:: What the exercise asks ::
The line with "290L246 268L229 277L238", the line with "box: [228, 273, 267, 308]", and all lines between them in the material below: return these exactly, and no others.

:: Exercise data ::
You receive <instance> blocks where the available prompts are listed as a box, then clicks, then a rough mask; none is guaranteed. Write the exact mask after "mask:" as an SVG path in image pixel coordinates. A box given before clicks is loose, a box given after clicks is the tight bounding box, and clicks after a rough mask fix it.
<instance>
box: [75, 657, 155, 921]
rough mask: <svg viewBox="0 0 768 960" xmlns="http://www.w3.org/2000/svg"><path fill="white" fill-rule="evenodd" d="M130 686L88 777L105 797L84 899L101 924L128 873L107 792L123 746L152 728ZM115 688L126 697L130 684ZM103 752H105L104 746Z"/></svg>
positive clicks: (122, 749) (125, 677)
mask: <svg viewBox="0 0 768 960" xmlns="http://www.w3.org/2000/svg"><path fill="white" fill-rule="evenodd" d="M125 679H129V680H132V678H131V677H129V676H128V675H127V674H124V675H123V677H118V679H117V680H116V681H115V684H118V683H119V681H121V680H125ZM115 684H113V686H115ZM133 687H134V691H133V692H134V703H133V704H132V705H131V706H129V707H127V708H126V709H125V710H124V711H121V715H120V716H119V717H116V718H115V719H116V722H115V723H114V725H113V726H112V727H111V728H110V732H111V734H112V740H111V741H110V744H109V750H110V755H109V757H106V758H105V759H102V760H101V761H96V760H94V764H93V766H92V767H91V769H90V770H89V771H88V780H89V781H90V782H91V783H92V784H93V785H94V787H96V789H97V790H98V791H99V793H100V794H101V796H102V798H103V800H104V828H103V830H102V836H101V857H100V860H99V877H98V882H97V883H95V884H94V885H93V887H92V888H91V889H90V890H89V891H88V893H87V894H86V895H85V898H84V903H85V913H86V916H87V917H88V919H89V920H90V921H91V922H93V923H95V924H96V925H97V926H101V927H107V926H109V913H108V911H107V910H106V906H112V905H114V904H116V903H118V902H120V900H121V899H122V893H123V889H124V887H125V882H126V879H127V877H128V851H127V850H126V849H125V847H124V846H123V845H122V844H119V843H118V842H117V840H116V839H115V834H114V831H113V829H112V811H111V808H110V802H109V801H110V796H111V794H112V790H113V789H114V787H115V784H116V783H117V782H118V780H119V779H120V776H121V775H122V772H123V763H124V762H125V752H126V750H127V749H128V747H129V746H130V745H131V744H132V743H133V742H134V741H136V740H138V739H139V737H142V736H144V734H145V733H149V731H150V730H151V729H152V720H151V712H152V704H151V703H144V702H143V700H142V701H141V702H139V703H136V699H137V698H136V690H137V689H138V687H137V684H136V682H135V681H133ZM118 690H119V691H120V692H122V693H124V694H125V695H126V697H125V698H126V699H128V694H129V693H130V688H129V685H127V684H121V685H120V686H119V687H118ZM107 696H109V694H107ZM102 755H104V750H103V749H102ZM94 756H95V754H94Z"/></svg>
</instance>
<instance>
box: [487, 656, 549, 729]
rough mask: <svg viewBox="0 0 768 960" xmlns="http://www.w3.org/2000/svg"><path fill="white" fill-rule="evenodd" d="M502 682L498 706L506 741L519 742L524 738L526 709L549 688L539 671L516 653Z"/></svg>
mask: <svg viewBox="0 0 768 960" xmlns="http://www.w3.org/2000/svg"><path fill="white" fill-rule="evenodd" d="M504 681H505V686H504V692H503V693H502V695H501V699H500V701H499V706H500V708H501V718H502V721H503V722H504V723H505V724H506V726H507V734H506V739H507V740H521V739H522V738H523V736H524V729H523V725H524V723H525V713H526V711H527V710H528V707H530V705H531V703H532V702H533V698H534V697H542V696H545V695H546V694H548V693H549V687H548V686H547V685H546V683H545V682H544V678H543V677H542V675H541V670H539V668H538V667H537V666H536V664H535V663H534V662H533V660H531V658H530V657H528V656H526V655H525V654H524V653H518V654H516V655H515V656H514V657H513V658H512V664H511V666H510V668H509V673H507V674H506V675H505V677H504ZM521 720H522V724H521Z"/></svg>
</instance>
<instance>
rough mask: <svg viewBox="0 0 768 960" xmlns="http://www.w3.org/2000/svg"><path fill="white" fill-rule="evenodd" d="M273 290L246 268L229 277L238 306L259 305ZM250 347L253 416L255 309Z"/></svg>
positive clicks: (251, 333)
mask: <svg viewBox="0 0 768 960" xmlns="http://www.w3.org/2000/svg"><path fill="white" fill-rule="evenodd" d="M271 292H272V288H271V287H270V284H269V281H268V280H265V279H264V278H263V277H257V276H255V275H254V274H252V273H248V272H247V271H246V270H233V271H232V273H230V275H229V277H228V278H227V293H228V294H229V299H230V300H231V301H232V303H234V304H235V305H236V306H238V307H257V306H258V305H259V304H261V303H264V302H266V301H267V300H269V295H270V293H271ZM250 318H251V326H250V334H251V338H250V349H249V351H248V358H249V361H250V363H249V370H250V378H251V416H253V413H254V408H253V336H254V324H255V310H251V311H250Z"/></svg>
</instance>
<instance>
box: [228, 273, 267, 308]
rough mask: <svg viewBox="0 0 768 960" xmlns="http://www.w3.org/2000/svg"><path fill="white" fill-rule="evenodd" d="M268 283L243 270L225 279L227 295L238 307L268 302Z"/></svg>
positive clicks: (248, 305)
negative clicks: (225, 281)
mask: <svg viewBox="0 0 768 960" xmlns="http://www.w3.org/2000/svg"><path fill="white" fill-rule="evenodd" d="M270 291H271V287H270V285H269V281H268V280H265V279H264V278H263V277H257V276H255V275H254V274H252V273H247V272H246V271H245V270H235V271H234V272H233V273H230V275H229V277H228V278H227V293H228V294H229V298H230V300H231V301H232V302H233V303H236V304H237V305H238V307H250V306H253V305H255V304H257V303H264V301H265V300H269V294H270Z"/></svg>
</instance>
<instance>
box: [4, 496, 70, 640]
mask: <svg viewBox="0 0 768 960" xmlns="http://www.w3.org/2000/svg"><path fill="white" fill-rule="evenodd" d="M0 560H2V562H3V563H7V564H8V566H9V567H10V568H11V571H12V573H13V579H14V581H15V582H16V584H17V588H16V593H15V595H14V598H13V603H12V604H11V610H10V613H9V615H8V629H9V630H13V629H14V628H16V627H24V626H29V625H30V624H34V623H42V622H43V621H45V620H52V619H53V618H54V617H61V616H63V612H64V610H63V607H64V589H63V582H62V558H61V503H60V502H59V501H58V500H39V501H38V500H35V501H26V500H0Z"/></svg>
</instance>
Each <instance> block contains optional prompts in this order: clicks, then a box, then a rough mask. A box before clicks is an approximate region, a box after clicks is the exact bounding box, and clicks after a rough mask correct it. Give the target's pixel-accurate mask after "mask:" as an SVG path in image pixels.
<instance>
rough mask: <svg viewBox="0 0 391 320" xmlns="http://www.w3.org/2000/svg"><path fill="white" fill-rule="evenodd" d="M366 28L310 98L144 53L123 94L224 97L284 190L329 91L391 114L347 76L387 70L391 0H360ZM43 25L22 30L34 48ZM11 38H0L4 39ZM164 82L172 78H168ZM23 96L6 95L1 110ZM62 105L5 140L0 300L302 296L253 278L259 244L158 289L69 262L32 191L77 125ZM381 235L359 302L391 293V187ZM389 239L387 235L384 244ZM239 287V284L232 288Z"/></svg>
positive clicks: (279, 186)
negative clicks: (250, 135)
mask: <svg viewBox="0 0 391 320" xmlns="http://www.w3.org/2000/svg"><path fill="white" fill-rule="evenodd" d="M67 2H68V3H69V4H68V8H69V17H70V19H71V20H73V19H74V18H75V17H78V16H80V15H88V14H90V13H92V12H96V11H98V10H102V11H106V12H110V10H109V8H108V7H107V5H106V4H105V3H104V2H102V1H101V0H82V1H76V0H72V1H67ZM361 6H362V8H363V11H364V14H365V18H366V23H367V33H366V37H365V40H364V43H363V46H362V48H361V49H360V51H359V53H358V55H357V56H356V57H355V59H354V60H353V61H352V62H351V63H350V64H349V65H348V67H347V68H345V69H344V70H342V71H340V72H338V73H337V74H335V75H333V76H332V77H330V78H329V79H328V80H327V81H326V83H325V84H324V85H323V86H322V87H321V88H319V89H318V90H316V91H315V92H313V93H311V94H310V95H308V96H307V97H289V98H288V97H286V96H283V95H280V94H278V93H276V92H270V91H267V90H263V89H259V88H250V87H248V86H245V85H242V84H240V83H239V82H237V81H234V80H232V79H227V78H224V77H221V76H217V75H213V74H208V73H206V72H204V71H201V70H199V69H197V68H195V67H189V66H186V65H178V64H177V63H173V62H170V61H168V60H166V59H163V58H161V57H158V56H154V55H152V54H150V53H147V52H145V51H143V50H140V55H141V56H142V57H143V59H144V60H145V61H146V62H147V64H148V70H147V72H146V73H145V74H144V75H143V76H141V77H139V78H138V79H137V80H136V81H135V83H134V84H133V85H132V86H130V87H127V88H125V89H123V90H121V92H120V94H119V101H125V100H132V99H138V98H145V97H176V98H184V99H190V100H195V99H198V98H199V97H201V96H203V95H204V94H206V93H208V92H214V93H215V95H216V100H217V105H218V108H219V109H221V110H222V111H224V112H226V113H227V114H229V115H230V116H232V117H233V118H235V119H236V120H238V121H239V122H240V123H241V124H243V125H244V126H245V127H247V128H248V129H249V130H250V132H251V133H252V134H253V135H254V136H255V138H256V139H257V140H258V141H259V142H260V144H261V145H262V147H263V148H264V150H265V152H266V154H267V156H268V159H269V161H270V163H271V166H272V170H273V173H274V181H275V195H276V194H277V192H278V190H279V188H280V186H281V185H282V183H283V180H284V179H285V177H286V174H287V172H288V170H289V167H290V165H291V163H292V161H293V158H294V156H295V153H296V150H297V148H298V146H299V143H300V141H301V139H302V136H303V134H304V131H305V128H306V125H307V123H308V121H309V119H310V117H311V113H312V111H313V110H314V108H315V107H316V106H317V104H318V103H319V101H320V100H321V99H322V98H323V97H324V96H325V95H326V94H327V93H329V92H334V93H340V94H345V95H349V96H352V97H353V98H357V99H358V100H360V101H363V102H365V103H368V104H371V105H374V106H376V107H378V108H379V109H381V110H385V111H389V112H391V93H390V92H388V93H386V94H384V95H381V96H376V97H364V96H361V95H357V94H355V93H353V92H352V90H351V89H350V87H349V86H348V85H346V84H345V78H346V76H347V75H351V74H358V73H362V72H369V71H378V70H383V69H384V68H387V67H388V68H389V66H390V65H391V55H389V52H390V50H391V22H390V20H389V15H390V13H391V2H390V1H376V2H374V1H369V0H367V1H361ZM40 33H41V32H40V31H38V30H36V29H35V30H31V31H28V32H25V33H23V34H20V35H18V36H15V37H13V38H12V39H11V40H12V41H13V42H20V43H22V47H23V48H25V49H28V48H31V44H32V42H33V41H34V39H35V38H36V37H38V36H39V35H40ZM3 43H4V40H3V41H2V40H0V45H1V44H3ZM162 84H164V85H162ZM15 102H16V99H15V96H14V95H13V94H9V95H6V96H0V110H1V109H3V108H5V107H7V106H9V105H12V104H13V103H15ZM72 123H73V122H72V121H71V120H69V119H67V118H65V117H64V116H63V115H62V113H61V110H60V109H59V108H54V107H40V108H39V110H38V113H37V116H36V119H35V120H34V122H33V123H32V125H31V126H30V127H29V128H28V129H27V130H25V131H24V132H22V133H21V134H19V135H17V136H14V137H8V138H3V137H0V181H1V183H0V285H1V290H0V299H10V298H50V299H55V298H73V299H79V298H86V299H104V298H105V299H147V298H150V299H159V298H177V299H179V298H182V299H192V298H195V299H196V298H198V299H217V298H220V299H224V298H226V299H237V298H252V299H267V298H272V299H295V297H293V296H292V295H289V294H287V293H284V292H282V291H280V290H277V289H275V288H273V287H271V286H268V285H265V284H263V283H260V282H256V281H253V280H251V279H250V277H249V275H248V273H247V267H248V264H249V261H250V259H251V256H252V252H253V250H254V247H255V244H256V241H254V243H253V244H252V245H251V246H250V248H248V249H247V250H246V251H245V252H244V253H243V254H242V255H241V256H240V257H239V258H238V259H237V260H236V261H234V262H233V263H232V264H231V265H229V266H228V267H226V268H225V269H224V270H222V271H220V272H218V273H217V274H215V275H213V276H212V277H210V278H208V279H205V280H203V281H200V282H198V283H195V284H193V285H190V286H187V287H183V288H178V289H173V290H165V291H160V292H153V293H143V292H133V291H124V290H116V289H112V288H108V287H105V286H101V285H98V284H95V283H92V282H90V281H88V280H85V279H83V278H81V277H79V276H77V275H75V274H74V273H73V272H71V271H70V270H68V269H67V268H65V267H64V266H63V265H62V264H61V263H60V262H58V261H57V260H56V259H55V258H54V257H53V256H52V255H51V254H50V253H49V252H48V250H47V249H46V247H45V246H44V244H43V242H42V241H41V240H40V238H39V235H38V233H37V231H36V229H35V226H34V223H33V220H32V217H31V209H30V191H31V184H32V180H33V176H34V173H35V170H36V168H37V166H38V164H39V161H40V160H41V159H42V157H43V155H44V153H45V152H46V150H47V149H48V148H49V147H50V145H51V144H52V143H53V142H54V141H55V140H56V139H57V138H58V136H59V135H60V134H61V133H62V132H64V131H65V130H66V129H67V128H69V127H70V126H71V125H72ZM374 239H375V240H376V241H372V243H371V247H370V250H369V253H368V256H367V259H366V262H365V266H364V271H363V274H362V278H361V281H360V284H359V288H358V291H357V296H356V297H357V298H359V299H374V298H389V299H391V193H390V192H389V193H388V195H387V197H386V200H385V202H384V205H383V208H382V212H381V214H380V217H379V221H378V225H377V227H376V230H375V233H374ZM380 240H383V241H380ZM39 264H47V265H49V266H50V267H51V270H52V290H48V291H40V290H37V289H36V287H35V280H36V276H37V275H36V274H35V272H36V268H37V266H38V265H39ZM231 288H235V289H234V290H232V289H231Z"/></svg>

:: Reply ::
rough mask: <svg viewBox="0 0 768 960" xmlns="http://www.w3.org/2000/svg"><path fill="white" fill-rule="evenodd" d="M273 290L246 268L229 277L238 306L259 305ZM250 347L253 416L255 309Z"/></svg>
positive clicks: (251, 333)
mask: <svg viewBox="0 0 768 960" xmlns="http://www.w3.org/2000/svg"><path fill="white" fill-rule="evenodd" d="M271 292H272V288H271V287H270V284H269V281H268V280H265V279H264V278H263V277H257V276H255V275H254V274H252V273H248V272H247V271H246V270H233V271H232V273H230V275H229V277H228V278H227V293H228V294H229V299H230V300H231V301H232V303H234V304H235V305H236V306H238V307H257V306H258V305H259V304H261V303H264V302H266V301H267V300H269V295H270V293H271ZM250 318H251V326H250V334H251V338H250V349H249V351H248V358H249V361H250V363H249V370H250V378H251V416H253V413H254V408H253V336H254V324H255V310H251V311H250Z"/></svg>
</instance>
<instance>
box: [228, 273, 267, 308]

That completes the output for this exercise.